## [Provided information]
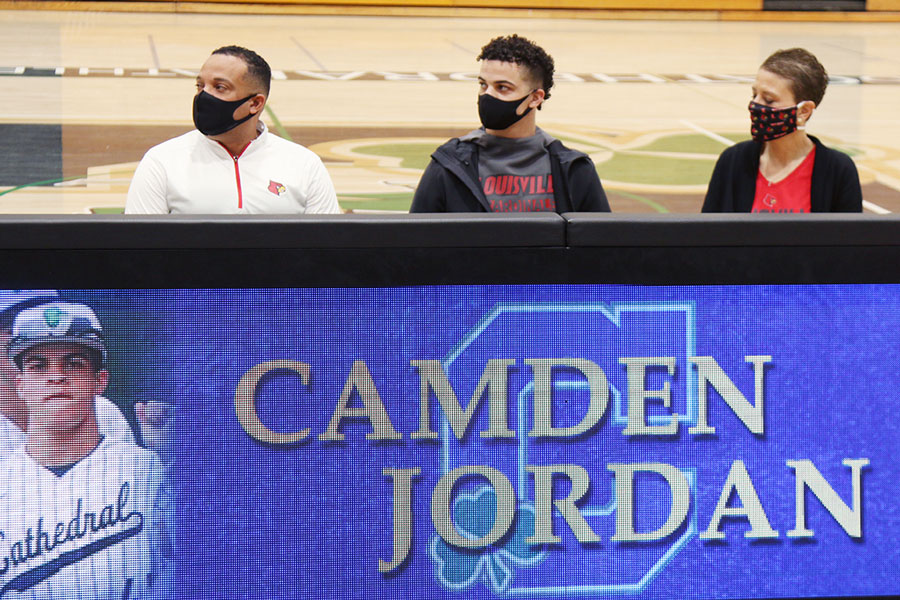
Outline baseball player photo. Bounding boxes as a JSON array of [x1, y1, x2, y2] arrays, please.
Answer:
[[0, 301, 174, 600], [0, 291, 136, 460]]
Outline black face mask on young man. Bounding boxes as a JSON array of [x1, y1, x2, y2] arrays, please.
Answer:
[[192, 91, 256, 136], [478, 90, 536, 131]]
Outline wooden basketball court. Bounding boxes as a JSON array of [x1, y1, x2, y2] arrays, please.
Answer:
[[2, 5, 900, 213]]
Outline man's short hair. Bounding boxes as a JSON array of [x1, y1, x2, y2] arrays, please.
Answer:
[[212, 45, 272, 96], [477, 34, 555, 104], [761, 48, 829, 107]]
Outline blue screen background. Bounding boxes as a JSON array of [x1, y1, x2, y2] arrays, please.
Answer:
[[93, 285, 899, 599]]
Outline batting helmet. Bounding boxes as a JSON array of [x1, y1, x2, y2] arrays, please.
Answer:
[[8, 302, 107, 365], [0, 290, 58, 330]]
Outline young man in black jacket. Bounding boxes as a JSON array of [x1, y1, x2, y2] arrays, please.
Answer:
[[410, 35, 610, 213]]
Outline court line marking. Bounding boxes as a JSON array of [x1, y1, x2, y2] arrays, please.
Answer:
[[264, 106, 293, 142], [290, 37, 326, 71], [381, 180, 417, 190], [613, 189, 670, 213], [821, 41, 900, 66], [862, 200, 891, 214], [446, 39, 473, 56], [148, 35, 161, 71], [682, 119, 891, 214], [679, 119, 736, 147], [0, 175, 82, 198], [857, 164, 900, 214]]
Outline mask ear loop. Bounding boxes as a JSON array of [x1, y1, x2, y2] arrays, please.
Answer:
[[523, 88, 540, 111]]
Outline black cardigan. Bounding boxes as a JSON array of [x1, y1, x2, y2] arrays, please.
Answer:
[[702, 136, 862, 212]]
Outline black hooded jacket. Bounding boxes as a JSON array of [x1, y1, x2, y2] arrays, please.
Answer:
[[410, 130, 610, 213]]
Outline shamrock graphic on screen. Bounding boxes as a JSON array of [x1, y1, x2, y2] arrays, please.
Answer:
[[430, 486, 547, 594]]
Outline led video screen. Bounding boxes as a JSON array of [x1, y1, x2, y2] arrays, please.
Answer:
[[7, 284, 894, 600]]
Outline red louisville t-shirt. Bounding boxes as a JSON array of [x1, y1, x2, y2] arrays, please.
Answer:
[[752, 146, 816, 213]]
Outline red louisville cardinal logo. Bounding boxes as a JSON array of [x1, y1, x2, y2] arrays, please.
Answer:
[[268, 180, 286, 196]]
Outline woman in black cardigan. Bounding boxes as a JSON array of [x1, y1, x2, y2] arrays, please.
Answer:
[[703, 48, 862, 213]]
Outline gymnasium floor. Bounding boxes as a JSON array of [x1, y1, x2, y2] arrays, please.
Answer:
[[2, 8, 900, 213]]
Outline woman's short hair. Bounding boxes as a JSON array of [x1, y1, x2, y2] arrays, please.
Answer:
[[760, 48, 829, 106]]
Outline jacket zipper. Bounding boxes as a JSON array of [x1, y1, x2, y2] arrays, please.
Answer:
[[218, 141, 252, 210], [232, 156, 243, 209]]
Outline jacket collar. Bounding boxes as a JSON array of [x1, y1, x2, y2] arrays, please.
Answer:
[[203, 121, 268, 158]]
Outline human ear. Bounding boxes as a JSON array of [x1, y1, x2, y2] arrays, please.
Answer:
[[797, 100, 816, 126], [250, 93, 266, 115], [95, 369, 110, 394]]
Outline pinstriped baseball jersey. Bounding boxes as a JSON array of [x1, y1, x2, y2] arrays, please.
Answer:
[[0, 437, 172, 599], [0, 419, 20, 462], [0, 397, 135, 460]]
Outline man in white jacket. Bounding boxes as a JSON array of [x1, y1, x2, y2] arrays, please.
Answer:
[[126, 45, 340, 214]]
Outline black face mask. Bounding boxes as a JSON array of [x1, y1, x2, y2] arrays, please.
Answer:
[[192, 91, 256, 136], [478, 91, 535, 131], [749, 100, 806, 143]]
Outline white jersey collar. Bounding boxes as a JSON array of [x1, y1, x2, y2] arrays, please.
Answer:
[[202, 120, 269, 158]]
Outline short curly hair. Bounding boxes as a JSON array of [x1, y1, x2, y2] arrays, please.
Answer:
[[760, 48, 828, 107], [477, 34, 555, 104]]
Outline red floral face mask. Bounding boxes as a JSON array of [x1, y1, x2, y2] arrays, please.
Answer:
[[749, 101, 806, 142]]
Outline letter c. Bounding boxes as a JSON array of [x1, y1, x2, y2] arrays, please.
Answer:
[[235, 360, 311, 444]]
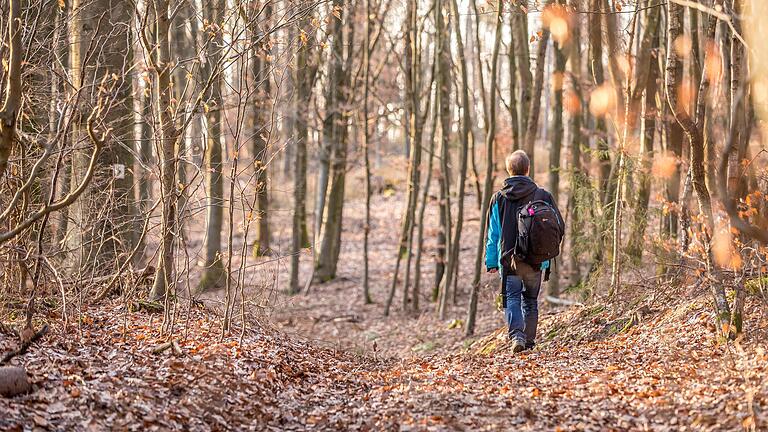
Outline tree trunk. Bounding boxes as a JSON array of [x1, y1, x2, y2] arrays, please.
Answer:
[[565, 0, 584, 286], [433, 0, 452, 303], [314, 0, 353, 283], [413, 106, 438, 312], [386, 0, 422, 314], [288, 13, 315, 294], [438, 0, 471, 319], [514, 11, 532, 136], [53, 6, 71, 247], [524, 31, 550, 180], [588, 0, 611, 204], [547, 39, 567, 297], [149, 0, 182, 301], [197, 0, 226, 293], [172, 0, 194, 237], [663, 3, 685, 239], [667, 0, 730, 335], [0, 0, 22, 182], [627, 9, 660, 262], [507, 9, 521, 151], [66, 0, 137, 275], [251, 1, 272, 257], [361, 0, 373, 304], [465, 0, 502, 334]]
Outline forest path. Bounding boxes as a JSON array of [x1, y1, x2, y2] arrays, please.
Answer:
[[275, 294, 766, 431], [1, 189, 766, 430], [256, 189, 764, 430], [2, 292, 763, 431]]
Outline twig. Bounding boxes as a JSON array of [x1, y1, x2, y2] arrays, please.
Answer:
[[0, 325, 48, 365]]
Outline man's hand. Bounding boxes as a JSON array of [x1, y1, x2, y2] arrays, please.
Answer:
[[488, 268, 498, 274]]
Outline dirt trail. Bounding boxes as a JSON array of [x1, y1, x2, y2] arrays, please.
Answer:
[[1, 289, 766, 431], [2, 192, 767, 430]]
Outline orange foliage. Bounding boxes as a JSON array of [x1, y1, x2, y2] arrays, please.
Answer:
[[552, 72, 564, 91], [704, 41, 722, 83], [712, 228, 743, 270], [673, 35, 692, 59], [542, 4, 572, 45], [676, 78, 697, 113], [651, 153, 679, 179], [564, 90, 581, 114], [589, 84, 616, 117]]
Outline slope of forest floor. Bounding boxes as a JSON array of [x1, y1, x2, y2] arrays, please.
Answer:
[[2, 289, 766, 431], [2, 187, 767, 430]]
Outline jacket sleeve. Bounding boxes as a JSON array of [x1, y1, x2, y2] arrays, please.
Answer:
[[485, 195, 501, 271]]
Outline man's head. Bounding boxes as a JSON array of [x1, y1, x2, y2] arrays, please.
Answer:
[[505, 150, 530, 176]]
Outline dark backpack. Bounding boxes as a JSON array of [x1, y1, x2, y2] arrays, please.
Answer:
[[514, 191, 564, 266]]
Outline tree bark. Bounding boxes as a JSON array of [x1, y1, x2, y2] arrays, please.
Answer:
[[438, 0, 471, 319], [523, 31, 550, 180], [627, 8, 660, 262], [289, 12, 315, 294], [0, 0, 22, 182], [465, 0, 502, 334], [251, 1, 272, 257], [314, 0, 353, 283], [66, 0, 137, 274], [386, 0, 422, 314], [588, 0, 610, 201], [197, 0, 227, 293], [507, 9, 521, 151], [547, 39, 567, 297], [149, 0, 183, 301], [361, 0, 373, 304], [514, 11, 532, 137], [565, 0, 584, 286], [667, 0, 730, 335]]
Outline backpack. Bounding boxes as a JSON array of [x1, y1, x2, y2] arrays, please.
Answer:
[[514, 190, 564, 266]]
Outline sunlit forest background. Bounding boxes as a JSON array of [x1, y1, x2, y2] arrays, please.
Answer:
[[1, 0, 768, 429]]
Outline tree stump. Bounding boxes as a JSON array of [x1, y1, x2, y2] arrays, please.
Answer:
[[0, 366, 31, 397]]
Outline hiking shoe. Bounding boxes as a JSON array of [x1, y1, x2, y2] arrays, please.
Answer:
[[512, 339, 526, 353], [525, 341, 536, 351]]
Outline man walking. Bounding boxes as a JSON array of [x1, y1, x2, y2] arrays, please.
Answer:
[[485, 150, 564, 353]]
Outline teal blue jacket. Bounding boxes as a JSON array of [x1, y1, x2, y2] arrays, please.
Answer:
[[485, 176, 561, 272]]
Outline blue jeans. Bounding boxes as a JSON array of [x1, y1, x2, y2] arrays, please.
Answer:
[[503, 261, 542, 344]]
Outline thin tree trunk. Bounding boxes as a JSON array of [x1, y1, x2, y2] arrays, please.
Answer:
[[548, 39, 567, 297], [627, 11, 660, 262], [465, 0, 502, 335], [507, 9, 520, 151], [251, 2, 272, 257], [150, 0, 182, 300], [53, 7, 71, 247], [413, 106, 438, 312], [197, 0, 226, 293], [523, 31, 550, 180], [0, 0, 22, 181], [314, 0, 354, 283], [172, 0, 193, 236], [432, 0, 452, 303], [438, 0, 471, 319], [432, 1, 450, 316], [588, 0, 610, 203], [361, 0, 373, 304], [386, 0, 422, 314], [565, 0, 584, 286], [289, 13, 315, 294]]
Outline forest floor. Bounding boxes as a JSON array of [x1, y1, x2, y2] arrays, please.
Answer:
[[2, 185, 768, 431]]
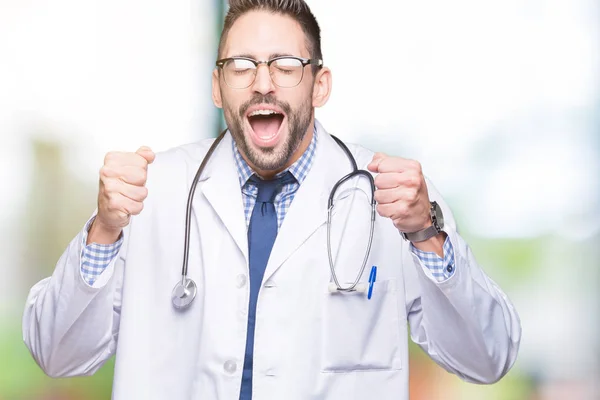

## [Exercise]
Verbatim copy, pictures excluded: output the lines from the first line of the records above through the line containing "Outline court line".

## [Output below]
Outline baseball player photo. Bounding boxes as a JSON array of [x1, y1, x2, y2] arrays, please.
Answer:
[[0, 301, 174, 600], [0, 291, 136, 460]]
Outline black face mask on young man. Bounding boxes as a JSON array of [x1, y1, x2, y2] arrays, please.
Answer:
[[192, 91, 256, 136], [478, 90, 536, 131]]
Outline wooden basketball court. Bounding boxes as a JSON array of [x1, y1, x2, y2] arrays, please.
Answer:
[[2, 5, 900, 213]]
Outline man's short hair. Bounding boxes as a JSON array of [x1, y1, x2, y2] arrays, please.
Answer:
[[212, 45, 272, 96], [477, 34, 555, 104], [761, 48, 829, 107]]
Outline blue screen background. Bounding boxes as a JSON array of [x1, y1, x2, y2] arrays, please.
Answer:
[[93, 285, 899, 599]]
Outline batting helmet. Bounding boxes as a JSON array of [x1, y1, x2, y2] arrays, please.
Answer:
[[8, 302, 107, 365], [0, 290, 58, 330]]
Outline young man in black jacket. Bounding boxes as a JSON array of [x1, y1, x2, y2] arrays, please.
Answer:
[[410, 35, 610, 213]]
Outline court line marking. Bounding boxes as a JSON array of [x1, y1, x2, y2] arrays, please.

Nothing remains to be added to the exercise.